--- Document source ---
----------------------------------------
D.C. : Je ne le crois pas. Dans deux cas, je croirais même assez volontiers que l’envie de céder, pour une fois, au conformisme en donnant aux lecteurs ce qu’ils attendent en matière de souvenirs de guerre, a conduit Loeiz à ajouter quelque chose de nouveau dans son récit. En 1917, au moment du repli stratégique des Allemands – manœuvre dont ni Loeiz ni les autres soldats n’avaient alors compris la raison, le 88° occupe le terrain laissé libre par l’ennemi et entre dans des villages où se trouvent des civils que les Allemands n’ont pas déportés lors du recul. Herrieu raconte qu’alors qu’il a été invité à boire un verre dans une maison occupée par une femme et sa fille, la porte s’ouvre livrant passage à un jeune soldat : le fils de la maison, dont on n’avait pas eu de nouvelles depuis le début de la guerre…
Ce récit n’apparaît ni dans le carnet ni dans la correspondance… Par contre la scène est des plus classiques dans la littérature de guerre et les lecteurs s’y retrouvent bien…
Il y a également cette affaire du capitaine qui fait ses besoins dans l’abri tant il a peut de s’exposer au danger en sortant. On est devant Massiges ; le capitaine Césari ch… sur un morceau de papier et charge son ordonnance d’évacuer la… commission à l’extérieur ! Pas de trace dans le carnet où, comme dans la correspondance d’ailleurs, Césari ne fait l’objet d’aucune remarque désobligeante, au contraire. Une anecdote qui vient renverser le portrait dressé. Mystère…
D.D. : En tout cas rien de très important ?
----------------------------------------
--- Données enregistrées ---
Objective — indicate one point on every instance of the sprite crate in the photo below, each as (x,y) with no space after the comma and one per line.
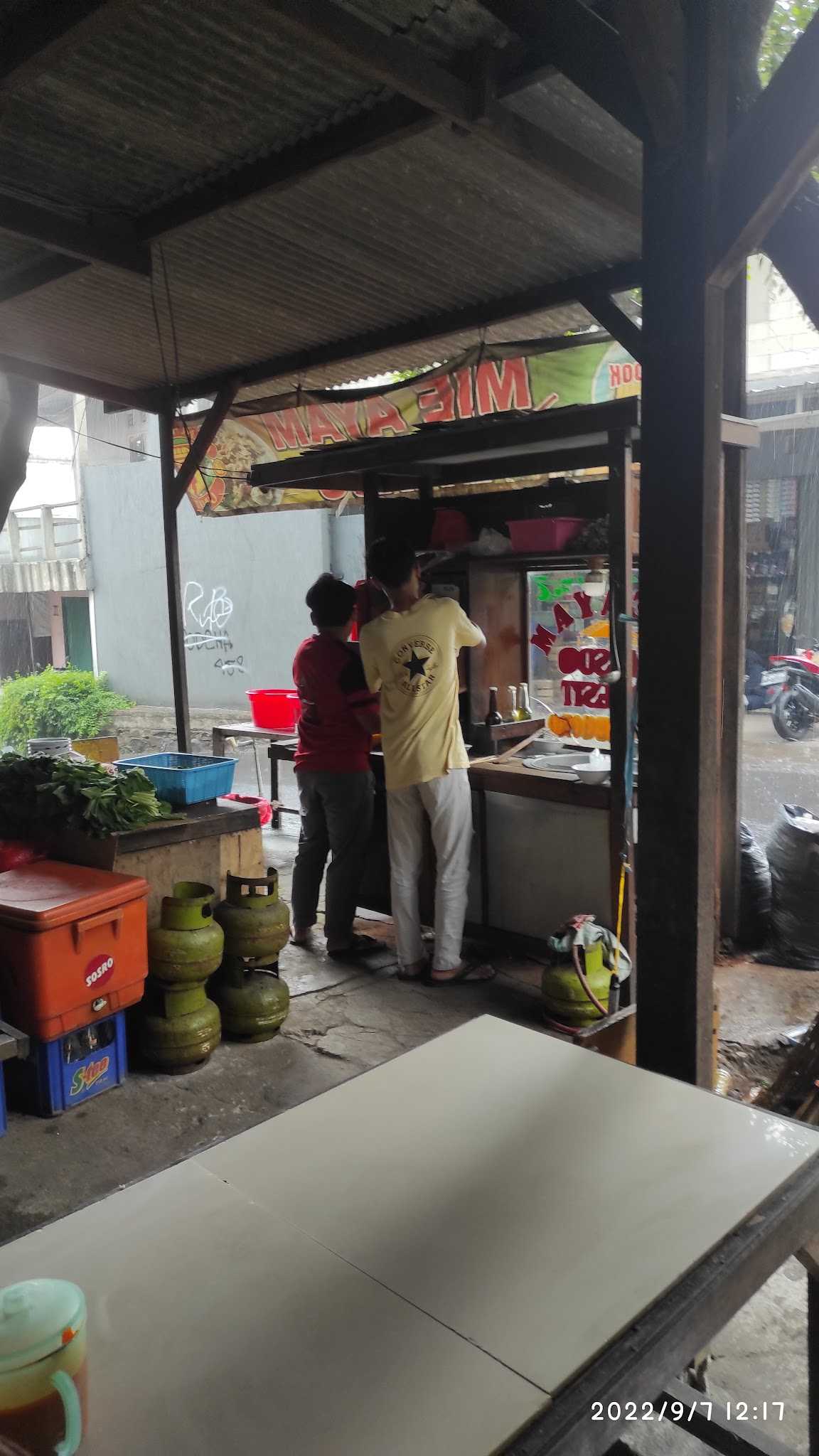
(62,1074)
(186,778)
----------------------------------------
--- Consignes ---
[a] Résumez en deux phrases l'entretien sur les souvenirs de guerre de Loeiz Herrieu.
[b] Répondez brièvement aux questions suivantes d'après l'entretien sur les souvenirs de guerre de Loeiz Herrieu.
(i) En quelle année le 88° occupe-t-il le terrain laissé libre par l'ennemi ?
(ii) Devant quelle localité se situe l'affaire du capitaine Césari ?
(iii) Qui franchit la porte de la maison où Herrieu a été invité à boire un verre ?
[c] Poursuivez l'entretien sur les souvenirs de guerre de Loeiz Herrieu à la suite de sa dernière réplique.

--- Réponses par consigne ---
[a] D.C. pense que, dans deux cas, l'envie de donner aux lecteurs ce qu'ils attendent en matière de souvenirs de guerre a conduit Loeiz à ajouter quelque chose de nouveau à son récit. Il s'agit du retour du fils d'une maison lors du repli allemand de 1917, scène absente du carnet et de la correspondance mais classique dans la littérature de guerre, et de l'anecdote du capitaine Césari faisant ses besoins dans l'abri devant Massiges, dont le carnet ne garde aucune trace.

[b]
(i) En 1917.
(ii) Devant Massiges.
(iii) Un jeune soldat, le fils de la maison.

[c]
D.C. : Absolument ! Un fait minime, purement anecdotique, reconnaissons-le !...
Nous n’avons en breton aucun témoignage sur la grande guerre de la valeur de celui de Loeiz Herrieu. En français comme en allemand, à ma connaissance, pas davantage.
D.D. : Voilà pour le témoignage historique. Et pour ce qui est de l'homme qu'avez-vous découvert ? Avez-vous été surpris ?
D.C. : Oui, le plus surprenant a été de découvrir la personnalité de l'homme. L’abbé Lohier - «Mab er Hlohour» - avait écrit dans la revue «Bro Guéned», en mai 1953, après le décès de Loeiz Herrieu : «Loeiz Herrieu n'était pas un homme comme les autres. »
C’est vrai. Mais ce n’est pas davantage – et c’est justement ce portrait qu’on en dressait qui m’avait poussé à m’intéresser à lui - l'homme que j’avais entendu décrire, à la fin des années 1970, par nombre de ceux qui l’avaient connu comme une sorte de héros légendaire, inégalable :

« Mais quel homme était donc Loeiz Herrieu ? »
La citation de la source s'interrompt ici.